**Provided records:**
────────────────────
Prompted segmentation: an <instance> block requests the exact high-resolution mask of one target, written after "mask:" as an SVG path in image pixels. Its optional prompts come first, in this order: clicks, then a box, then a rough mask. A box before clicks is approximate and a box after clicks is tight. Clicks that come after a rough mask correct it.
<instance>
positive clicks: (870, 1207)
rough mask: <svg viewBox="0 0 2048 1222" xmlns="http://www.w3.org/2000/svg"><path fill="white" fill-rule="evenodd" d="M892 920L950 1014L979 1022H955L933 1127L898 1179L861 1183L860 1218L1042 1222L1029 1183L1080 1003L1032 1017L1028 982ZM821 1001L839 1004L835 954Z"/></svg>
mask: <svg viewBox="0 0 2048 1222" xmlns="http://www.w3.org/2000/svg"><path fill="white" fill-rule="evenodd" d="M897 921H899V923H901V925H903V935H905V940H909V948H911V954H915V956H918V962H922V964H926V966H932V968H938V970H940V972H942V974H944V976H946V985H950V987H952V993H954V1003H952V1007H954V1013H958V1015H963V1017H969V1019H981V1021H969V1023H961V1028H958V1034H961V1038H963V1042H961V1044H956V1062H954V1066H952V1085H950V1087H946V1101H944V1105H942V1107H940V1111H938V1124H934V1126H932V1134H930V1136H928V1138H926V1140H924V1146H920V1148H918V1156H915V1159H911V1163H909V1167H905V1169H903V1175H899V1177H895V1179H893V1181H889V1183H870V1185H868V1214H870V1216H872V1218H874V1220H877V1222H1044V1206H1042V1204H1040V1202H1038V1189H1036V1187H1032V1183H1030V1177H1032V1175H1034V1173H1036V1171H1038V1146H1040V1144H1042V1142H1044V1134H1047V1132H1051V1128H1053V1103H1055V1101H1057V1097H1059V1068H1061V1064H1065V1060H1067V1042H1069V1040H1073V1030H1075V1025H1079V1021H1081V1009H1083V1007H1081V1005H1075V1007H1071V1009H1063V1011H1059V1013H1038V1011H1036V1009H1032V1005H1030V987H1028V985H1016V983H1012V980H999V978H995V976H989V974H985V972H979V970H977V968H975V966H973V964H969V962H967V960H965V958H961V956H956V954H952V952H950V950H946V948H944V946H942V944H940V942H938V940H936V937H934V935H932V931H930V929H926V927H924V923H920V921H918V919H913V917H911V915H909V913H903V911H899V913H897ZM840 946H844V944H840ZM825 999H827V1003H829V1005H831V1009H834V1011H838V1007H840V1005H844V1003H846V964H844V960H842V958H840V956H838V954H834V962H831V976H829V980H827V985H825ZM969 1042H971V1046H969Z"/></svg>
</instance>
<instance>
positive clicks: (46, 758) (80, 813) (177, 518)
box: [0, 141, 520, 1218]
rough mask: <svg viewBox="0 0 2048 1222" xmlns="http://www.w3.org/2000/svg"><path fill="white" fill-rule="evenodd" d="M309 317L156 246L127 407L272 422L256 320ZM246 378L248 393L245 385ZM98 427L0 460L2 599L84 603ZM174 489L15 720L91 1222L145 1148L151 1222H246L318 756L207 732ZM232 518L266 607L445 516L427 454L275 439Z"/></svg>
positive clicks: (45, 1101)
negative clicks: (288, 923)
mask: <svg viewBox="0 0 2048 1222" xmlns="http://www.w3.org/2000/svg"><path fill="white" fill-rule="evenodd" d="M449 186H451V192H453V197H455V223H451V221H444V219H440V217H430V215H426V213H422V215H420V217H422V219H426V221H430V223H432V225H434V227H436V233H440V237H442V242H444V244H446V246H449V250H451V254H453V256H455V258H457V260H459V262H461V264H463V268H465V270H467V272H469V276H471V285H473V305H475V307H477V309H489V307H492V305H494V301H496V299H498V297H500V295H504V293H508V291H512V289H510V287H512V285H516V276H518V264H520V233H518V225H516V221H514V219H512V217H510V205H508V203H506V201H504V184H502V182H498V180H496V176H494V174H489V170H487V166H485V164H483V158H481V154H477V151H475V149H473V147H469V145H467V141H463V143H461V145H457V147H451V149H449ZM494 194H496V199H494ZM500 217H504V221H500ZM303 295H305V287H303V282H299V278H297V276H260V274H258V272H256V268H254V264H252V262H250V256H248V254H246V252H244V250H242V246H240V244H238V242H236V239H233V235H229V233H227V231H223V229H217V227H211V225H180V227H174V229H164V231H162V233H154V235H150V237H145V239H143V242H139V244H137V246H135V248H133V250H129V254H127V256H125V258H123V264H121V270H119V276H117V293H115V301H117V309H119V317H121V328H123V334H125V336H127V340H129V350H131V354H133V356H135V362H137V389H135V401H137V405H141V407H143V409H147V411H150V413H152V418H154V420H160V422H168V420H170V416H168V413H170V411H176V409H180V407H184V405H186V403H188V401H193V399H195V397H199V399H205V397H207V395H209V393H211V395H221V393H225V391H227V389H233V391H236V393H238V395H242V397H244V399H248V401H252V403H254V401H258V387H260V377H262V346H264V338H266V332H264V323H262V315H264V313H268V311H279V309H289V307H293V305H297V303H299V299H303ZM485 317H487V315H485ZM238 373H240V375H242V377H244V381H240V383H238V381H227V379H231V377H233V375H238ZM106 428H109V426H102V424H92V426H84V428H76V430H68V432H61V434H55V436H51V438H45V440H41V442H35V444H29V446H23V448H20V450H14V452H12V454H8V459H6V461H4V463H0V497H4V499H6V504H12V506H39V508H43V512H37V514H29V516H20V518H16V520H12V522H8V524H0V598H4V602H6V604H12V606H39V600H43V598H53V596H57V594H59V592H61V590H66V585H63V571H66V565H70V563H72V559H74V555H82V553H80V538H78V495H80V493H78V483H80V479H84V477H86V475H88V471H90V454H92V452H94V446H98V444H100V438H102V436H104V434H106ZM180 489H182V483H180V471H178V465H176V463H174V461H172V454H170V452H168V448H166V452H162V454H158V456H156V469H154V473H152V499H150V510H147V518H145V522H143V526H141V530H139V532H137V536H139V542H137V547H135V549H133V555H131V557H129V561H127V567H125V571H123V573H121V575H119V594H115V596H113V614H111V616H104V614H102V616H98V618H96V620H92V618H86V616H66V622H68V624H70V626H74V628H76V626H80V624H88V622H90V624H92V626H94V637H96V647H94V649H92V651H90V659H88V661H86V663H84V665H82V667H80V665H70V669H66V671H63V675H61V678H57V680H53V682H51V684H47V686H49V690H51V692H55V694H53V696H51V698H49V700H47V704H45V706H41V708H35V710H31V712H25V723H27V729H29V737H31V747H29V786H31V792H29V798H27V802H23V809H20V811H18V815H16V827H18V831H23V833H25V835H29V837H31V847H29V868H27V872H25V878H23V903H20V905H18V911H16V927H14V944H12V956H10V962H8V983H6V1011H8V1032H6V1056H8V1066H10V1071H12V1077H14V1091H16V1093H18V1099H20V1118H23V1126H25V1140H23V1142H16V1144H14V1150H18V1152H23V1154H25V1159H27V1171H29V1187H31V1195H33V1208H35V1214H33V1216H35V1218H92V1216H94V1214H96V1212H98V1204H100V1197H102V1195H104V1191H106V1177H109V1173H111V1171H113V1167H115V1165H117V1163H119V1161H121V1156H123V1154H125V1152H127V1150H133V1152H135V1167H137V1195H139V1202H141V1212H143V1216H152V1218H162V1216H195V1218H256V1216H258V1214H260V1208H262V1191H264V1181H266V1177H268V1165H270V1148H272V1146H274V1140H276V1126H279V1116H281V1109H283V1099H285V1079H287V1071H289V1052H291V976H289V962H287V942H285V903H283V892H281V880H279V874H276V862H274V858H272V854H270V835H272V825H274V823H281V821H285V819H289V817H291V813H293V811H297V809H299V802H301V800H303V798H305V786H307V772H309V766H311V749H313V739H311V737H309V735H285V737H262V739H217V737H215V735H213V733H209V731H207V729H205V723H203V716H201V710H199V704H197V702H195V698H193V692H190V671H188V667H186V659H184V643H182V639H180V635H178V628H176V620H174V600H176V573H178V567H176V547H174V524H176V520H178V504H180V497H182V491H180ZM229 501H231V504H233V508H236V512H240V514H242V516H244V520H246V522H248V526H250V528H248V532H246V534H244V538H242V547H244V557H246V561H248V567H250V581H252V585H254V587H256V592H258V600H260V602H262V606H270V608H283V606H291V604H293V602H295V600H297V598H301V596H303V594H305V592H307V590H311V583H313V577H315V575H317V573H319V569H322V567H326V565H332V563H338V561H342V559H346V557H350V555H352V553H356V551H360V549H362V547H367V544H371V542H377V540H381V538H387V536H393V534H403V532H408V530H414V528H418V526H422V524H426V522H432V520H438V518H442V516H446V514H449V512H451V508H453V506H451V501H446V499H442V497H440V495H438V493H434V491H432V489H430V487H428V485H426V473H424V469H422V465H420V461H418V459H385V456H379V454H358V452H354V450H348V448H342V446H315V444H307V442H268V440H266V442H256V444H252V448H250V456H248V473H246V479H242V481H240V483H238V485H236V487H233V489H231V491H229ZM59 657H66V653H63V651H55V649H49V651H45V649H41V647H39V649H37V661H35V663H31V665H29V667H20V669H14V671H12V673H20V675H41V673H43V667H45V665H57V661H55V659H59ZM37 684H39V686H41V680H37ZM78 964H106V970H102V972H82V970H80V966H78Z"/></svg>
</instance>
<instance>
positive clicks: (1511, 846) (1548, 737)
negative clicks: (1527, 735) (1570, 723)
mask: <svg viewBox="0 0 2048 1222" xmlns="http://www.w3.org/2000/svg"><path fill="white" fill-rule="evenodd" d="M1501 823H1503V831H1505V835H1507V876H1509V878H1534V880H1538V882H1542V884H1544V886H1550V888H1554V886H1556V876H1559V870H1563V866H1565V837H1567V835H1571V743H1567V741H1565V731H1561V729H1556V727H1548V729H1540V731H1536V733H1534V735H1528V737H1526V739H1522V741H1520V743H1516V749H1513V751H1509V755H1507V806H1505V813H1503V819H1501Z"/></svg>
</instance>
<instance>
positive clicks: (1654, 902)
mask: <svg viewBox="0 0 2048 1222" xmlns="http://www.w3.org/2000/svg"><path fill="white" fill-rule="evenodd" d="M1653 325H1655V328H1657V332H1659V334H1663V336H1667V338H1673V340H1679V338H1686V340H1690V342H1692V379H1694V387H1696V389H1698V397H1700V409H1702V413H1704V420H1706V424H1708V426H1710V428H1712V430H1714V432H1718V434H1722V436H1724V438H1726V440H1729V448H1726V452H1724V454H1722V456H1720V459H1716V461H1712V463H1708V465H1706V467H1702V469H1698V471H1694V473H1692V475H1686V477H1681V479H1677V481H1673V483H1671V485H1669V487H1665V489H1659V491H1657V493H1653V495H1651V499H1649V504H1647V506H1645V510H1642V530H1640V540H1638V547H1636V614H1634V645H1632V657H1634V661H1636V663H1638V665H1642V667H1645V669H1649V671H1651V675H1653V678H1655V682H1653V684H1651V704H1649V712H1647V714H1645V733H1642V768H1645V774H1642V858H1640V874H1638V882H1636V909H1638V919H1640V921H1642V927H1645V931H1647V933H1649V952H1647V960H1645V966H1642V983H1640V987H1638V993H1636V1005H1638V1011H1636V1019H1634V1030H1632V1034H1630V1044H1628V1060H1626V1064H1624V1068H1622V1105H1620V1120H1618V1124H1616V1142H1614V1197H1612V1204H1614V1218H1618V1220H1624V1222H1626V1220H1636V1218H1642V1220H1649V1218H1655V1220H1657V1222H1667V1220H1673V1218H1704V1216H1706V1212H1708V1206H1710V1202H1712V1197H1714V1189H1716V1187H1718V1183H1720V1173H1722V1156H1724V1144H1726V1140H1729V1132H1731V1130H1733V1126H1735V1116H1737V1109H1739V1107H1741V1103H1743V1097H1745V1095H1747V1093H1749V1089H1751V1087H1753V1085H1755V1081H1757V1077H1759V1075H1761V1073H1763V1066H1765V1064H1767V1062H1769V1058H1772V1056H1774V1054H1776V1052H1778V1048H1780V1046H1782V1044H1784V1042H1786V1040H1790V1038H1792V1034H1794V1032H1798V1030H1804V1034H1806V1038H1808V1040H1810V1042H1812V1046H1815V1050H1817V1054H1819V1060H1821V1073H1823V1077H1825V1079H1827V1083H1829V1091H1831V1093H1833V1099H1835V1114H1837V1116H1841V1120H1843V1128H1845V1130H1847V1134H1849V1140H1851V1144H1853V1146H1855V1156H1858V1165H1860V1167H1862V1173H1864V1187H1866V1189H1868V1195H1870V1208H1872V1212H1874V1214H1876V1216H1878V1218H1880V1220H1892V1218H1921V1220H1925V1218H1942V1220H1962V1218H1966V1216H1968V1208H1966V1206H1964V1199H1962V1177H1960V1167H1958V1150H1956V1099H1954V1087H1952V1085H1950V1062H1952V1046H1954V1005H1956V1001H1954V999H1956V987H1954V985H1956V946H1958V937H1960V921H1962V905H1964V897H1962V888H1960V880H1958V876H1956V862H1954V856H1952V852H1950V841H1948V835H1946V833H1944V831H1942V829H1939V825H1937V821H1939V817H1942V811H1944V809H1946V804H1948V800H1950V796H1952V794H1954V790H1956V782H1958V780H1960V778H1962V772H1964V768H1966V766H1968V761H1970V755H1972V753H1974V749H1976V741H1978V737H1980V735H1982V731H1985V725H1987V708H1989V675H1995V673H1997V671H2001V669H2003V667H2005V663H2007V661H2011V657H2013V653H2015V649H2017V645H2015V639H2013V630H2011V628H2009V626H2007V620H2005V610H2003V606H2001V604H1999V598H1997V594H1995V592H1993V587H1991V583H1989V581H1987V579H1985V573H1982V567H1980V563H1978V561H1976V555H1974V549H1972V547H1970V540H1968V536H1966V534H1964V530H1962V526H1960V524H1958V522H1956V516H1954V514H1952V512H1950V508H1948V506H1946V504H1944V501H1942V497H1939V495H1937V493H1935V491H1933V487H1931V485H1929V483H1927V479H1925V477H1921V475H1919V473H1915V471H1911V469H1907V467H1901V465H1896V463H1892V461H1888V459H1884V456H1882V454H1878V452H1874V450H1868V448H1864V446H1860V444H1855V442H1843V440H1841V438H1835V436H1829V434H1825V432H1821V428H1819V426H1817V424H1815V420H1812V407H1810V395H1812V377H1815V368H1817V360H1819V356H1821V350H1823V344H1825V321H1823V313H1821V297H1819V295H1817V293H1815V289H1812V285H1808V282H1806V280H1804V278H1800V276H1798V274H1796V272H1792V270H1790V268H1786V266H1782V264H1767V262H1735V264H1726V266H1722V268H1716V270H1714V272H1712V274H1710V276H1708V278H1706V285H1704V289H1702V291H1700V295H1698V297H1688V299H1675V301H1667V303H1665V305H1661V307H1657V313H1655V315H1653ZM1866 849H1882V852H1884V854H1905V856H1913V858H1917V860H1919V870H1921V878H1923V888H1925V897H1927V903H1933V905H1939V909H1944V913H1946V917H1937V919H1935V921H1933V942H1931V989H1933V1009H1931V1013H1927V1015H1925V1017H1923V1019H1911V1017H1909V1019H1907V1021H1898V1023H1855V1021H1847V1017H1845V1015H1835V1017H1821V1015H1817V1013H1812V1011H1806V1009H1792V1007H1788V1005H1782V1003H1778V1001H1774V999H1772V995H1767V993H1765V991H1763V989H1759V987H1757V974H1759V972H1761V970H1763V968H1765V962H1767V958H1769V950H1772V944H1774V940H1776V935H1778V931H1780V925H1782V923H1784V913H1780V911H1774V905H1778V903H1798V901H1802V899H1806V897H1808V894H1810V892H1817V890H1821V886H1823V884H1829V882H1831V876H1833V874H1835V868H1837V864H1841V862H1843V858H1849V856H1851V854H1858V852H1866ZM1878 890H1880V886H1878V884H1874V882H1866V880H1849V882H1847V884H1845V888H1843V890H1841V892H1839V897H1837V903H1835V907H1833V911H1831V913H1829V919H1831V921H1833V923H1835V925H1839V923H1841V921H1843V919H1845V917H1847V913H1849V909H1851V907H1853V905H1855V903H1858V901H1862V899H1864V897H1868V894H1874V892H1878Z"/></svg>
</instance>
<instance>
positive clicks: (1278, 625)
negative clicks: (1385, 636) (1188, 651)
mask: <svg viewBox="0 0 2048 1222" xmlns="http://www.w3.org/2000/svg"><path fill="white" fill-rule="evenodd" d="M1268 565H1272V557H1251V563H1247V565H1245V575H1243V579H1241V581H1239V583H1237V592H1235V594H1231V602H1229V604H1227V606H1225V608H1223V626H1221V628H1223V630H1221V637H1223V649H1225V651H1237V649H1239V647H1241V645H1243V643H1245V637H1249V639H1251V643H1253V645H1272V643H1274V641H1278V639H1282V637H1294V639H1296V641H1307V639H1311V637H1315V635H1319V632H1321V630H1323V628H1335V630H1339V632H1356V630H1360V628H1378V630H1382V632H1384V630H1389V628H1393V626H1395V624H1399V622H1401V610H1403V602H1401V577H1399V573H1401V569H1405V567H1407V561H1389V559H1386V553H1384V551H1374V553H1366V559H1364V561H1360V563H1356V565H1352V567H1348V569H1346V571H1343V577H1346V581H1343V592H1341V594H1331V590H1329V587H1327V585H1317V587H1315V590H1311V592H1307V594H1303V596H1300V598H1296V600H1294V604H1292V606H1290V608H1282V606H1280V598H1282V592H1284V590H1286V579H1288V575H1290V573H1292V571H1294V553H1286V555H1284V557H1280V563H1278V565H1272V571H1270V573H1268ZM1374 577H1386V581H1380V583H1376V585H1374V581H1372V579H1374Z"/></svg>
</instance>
────────────────────
**Task objective:** Using the material above, print word for word the lines from the one holding "negative clicks: (1385, 636) (1188, 651)" through the last line.

**Answer for this exercise:**
negative clicks: (1385, 636) (1188, 651)
mask: <svg viewBox="0 0 2048 1222" xmlns="http://www.w3.org/2000/svg"><path fill="white" fill-rule="evenodd" d="M1268 565H1272V557H1251V563H1247V565H1245V575H1243V579H1241V581H1239V583H1237V592H1235V594H1231V602H1229V604H1227V606H1225V608H1223V626H1221V628H1223V630H1221V637H1223V649H1225V651H1237V649H1239V647H1241V645H1243V643H1245V637H1249V639H1251V643H1253V645H1272V643H1274V641H1278V639H1282V637H1294V639H1296V641H1307V639H1311V637H1315V635H1319V632H1321V630H1323V628H1335V630H1339V632H1356V630H1360V628H1378V630H1382V632H1384V630H1389V628H1393V626H1395V624H1399V622H1401V610H1403V602H1401V577H1399V573H1401V569H1405V567H1407V561H1389V559H1386V553H1384V551H1374V553H1366V559H1364V561H1360V563H1356V565H1352V567H1348V569H1346V571H1343V577H1346V581H1343V592H1341V594H1331V590H1329V587H1327V585H1317V587H1315V590H1311V592H1307V594H1303V596H1300V598H1296V600H1294V604H1292V606H1290V608H1282V606H1280V598H1282V592H1284V590H1286V579H1288V575H1290V573H1292V571H1294V553H1286V555H1284V557H1280V563H1278V565H1272V571H1270V573H1268ZM1374 577H1386V581H1380V583H1376V585H1374V581H1372V579H1374Z"/></svg>
</instance>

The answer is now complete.